• [Your objective]: Reproduce every one of the records below line for line, and leave the pictures out of your copy.

• [Data supplied]:
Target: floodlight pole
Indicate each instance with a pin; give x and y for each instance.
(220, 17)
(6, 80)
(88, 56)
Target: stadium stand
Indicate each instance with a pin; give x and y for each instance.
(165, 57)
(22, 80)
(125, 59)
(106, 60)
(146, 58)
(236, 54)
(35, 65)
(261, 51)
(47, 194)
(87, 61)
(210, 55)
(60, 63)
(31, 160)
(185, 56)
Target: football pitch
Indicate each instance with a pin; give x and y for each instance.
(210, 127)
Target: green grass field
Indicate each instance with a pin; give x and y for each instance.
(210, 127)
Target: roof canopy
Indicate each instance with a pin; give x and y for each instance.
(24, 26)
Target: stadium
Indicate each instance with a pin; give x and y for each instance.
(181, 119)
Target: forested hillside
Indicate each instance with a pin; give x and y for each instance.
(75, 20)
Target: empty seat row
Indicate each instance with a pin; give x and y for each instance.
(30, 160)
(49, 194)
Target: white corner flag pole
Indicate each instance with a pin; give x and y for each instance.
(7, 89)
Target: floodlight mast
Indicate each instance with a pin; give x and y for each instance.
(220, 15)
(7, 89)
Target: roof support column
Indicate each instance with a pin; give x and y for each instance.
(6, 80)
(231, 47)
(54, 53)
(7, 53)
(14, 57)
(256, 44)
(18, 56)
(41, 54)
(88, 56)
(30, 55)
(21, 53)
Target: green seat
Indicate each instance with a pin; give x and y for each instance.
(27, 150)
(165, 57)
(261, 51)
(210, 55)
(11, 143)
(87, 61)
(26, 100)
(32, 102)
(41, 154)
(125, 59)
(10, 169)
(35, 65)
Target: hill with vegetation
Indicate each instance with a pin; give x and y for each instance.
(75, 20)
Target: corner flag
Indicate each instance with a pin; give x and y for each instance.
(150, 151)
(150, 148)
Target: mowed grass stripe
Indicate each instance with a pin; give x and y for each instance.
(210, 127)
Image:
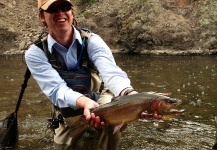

• [Reply]:
Target: floodlight pole
Indicate each instance with a pin; give x and y for each instance.
(220, 17)
(6, 80)
(88, 56)
Target: stadium stand
Indicate each instance with a pin; give x and y for each instance.
(165, 57)
(22, 80)
(125, 59)
(106, 60)
(146, 58)
(236, 54)
(35, 65)
(261, 51)
(47, 194)
(87, 61)
(210, 55)
(60, 63)
(31, 160)
(185, 56)
Target: football pitch
Indicate each instance with a pin; give x and y for each instance.
(210, 127)
Target: green grass field
Indicate each instance with a pin; give x and y for each instance.
(210, 127)
Target: roof canopy
Indicate each instance with a pin; give x and y for each instance.
(24, 26)
Target: stadium
Indicate each instance with a pin; give x and y for each instance.
(181, 119)
Target: forested hillside
Indicate each instance with a pin; give x and y for each instance.
(75, 20)
Target: empty seat row
Indicate each instance with a pin; give x and y for each instance.
(30, 160)
(49, 194)
Target: white corner flag pole
Indicate each instance with a pin; give x and y for each instance.
(7, 89)
Target: floodlight mast
Indicate each instance with a pin; give x and y for each instance.
(220, 15)
(7, 89)
Target: roof support column
Indicate each instance with a pin; give x and y for each instance.
(6, 80)
(231, 47)
(54, 53)
(7, 53)
(14, 57)
(256, 44)
(18, 56)
(41, 54)
(88, 56)
(30, 55)
(21, 53)
Target: green seat
Indicate each instance with a pin; give x and y for each instance.
(27, 150)
(165, 57)
(261, 51)
(210, 55)
(11, 143)
(87, 61)
(26, 100)
(32, 102)
(41, 154)
(125, 59)
(10, 169)
(35, 65)
Target: hill with vegetation
Indicate each instance with a pin; give x and y for each instance.
(75, 20)
Target: corner flag
Indicate each instance with a pin; give x and y for each instance.
(150, 151)
(150, 148)
Target: mowed grass stripe
Indicate each instance with a pin; give x and y for each instance.
(210, 127)
Image:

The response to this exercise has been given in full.